* Exercise task: Pull out every line of the items below that contains the word "this".

* Records supplied:
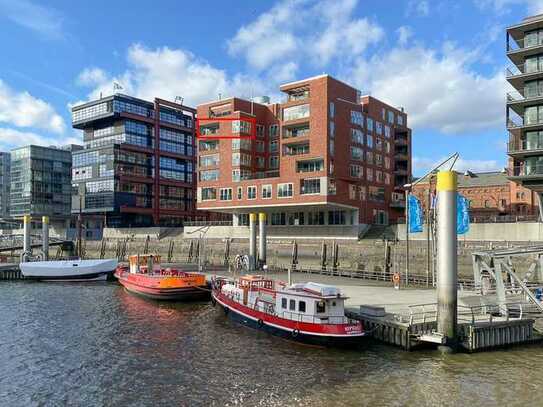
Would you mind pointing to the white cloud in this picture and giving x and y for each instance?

--

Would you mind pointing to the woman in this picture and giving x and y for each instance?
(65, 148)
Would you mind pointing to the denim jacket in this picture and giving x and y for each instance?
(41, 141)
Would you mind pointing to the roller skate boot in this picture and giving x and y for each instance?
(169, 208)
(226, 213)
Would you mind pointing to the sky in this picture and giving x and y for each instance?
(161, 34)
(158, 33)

* Written response:
Would you mind pointing to the white cloud in this picture and giving x and y for each instance?
Would you mind pointing to the woman in this picture and giving x and y for each instance?
Would you mind pointing to the denim jacket in this picture and giving x and y for each instance?
Would you mind pointing to the roller skate boot in this picture and giving x and y for each instance?
Would you mind pointing to the sky in this picture and giving x and y for each instance?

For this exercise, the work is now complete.